▸ **Problem description**: Using the material that follows, identify and copy each line with the string "kindly".

▸ **Data for processing**:
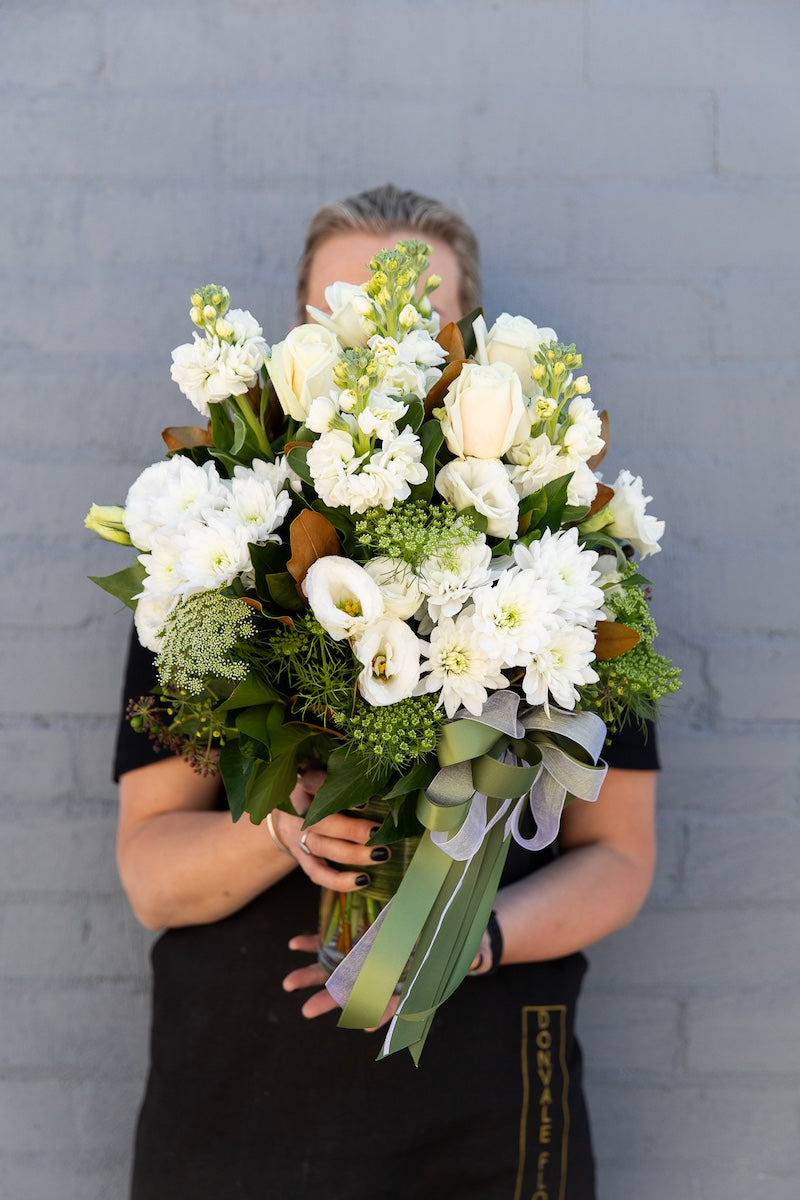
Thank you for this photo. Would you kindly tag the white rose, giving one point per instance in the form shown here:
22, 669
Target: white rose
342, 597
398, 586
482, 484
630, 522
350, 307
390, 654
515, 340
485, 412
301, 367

...

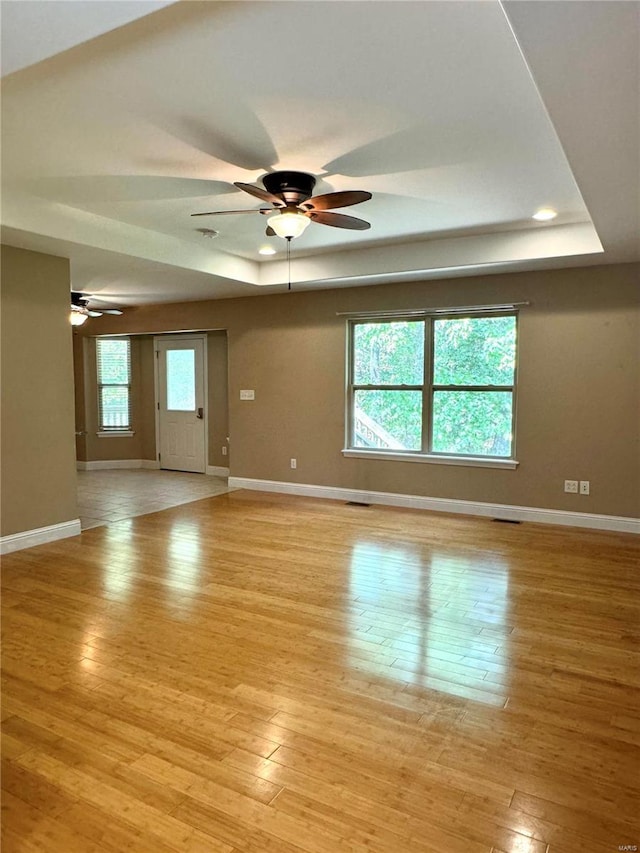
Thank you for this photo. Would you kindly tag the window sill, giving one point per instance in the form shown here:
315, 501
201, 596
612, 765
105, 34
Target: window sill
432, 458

--

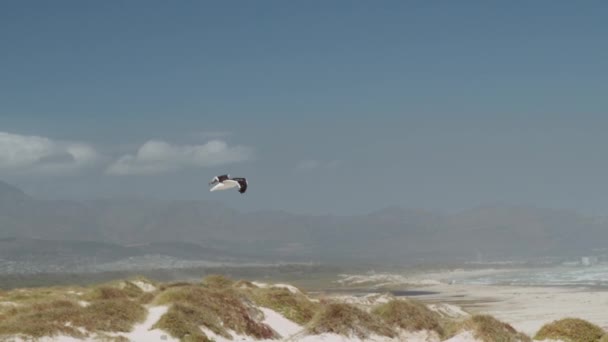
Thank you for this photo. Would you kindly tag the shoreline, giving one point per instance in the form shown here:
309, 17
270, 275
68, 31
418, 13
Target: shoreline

▸ **Output of the exercise**:
Thank you for this photo. Would you kindly tag the white rose, giving one point per instance in the form shown here:
Thank you for this photo. Would you kindly tag the window sill, giving one point per instance in the form shown here:
Thank you for this photo. Would you kindly tag the shoreline, giving one point per instance in the form shown here:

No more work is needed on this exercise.